* Source extract *
________________________________________

Innovative program helps keep kids out of foster care
The success of an innovative child welfare program shows the system doesn’t have to be a constant battle, say local advocates.
It’s not parents against a “baby-snatching” government worker, said child and youth worker Brian LaBelle. “We’re not trying to ruin their family or take their kids away,” he said, and no one gets shuffled from office to office feeling helpless.
“We’re working with the family, and the family helps decide what they need to do.”
Two years ago, the provincial government downloaded responsibility for about 500 children a year in the north central region of Edmonton to the non-profit Family Centre.
Since then, Family Centre staff have been able to keep 65 per cent of the children in their own homes by providing support to make those homes safe, an average that is 25 per cent better than the province’s.
They’ve been able to do that without any serious incidents of harm to the child still staying their parent since they started.
They’ve also placed significantly more children with extended family. That means fewer children unnecessarily traumatized by moving in with strangers, which has been shown to increase emotional, behavioural and educational problems.
Laura counts herself fortunate to live in north-central Edmonton.
A year ago, she reported her daughter-in-law’s crystal meth addiction to social services. Her eight-year-old grand-daughter McKayla looked miserable, was missing school, and Laura suspected her mother Julianna was taking her to late night drinking parties.
But still, dialing the number, Laura said, “was one of the worst things I’ve ever had to do.” She didn’t know if she could convince a social worker to let McKayla stay with her, and “when they’re upset and they’re scared, you want them to come to you, not to someone they don’t know.”
Her name and her family’s names have been changed in this article because provincial law prohibits identifying a child in contact with Child and Family Services.
Sitting on her old couch last week, her eyes tear up when she describes that day. But so much good has come out of it, she said. McKayla is now healthy and staying with her dad, Mark.
The family credits the Family Centre’s approach for the fact McKayla also gets to see her mom every day. Throughout the crisis, support worker LaBelle got the whole family together every month to discuss Julianna’s progress fighting addictions and what would be best for McKayla. Together, the family decided McKayla should stay with Mark and LaBelle organized a pizza party to celebrate their progress.

________________________________________

* Data section *
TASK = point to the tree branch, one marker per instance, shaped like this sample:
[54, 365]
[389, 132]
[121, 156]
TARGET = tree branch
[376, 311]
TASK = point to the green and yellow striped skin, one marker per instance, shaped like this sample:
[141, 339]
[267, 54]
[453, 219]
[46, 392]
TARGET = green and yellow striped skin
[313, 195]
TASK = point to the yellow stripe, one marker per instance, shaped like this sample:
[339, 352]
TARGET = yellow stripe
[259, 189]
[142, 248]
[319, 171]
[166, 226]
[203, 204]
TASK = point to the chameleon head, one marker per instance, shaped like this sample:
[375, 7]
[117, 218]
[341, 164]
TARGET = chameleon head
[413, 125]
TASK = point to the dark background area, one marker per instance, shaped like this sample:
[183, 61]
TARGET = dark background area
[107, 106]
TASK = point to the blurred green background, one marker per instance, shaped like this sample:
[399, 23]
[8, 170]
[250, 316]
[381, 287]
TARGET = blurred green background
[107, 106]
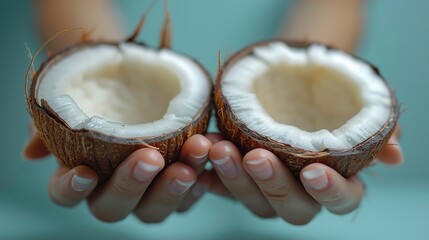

________________________________________

* Tasks *
1. Say whether each statement agrees with the foster care article, answering yes or no and quoting the deciding words: (a) The Family Centre took on responsibility for about 500 children a year in north central Edmonton. (b) Family Centre staff have kept 85 per cent of the children in their own homes. (c) McKayla is now staying with her grandmother Laura.
2. Proceed with the foster care article, picking up after its final sentence.

* Results *
1.
(a) Yes: "the provincial government downloaded responsibility for about 500 children a year in the north central region of Edmonton to the non-profit Family Centre."
(b) No: "Family Centre staff have been able to keep 65 per cent of the children in their own homes."
(c) No: "McKayla is now healthy and staying with her dad, Mark."

2.
Now Julianna comes over to Laura’s house to help when Mark drops McKayla off before school, then often joins Mark at his house to help with bedtime.
McKayla’s provincial file closed in January, but she still gets free counselling through the Family Centre to work through lingering anger at both of her parents.
Under the old system, as soon as the province closed the case, families would have to find help on their own.
“We’re seeing some really positive changes,” said Russ Pickford, regional director for Child and Family Services, which is committed to downloading more of its files in what the province calls outcome-based service delivery.
Their case workers maintain legal responsibility for the child, but rather than that case worker sign contracts with multiple agencies for parenting classes, therapy, foster care and other support, the Family Centre takes all responsibility for care, and organizes it from one office.
“It gives us the capacity to act immediately,” says Pauline Smale, a vice-president at the Family Centre.
The provincial case worker still has the difficult job of taking a child from their parents when necessary, added LaBelle. But because the Family Centre is involved immediately for every family in their region, a support worker like LaBelle gets to the parent’s house within an hour to start talking about what the problem was and how it can be solved.
They’ve also been able to set up a new kind of group home where parents can visit daily, when feasible, to comfort and learn to properly care for their children. In a couple cases, parents have been able to visit their child, reassure them and tuck the child into bed the very same day they were apprehended, said LaBelle.
“It really lessens the trauma on the child and the parent.”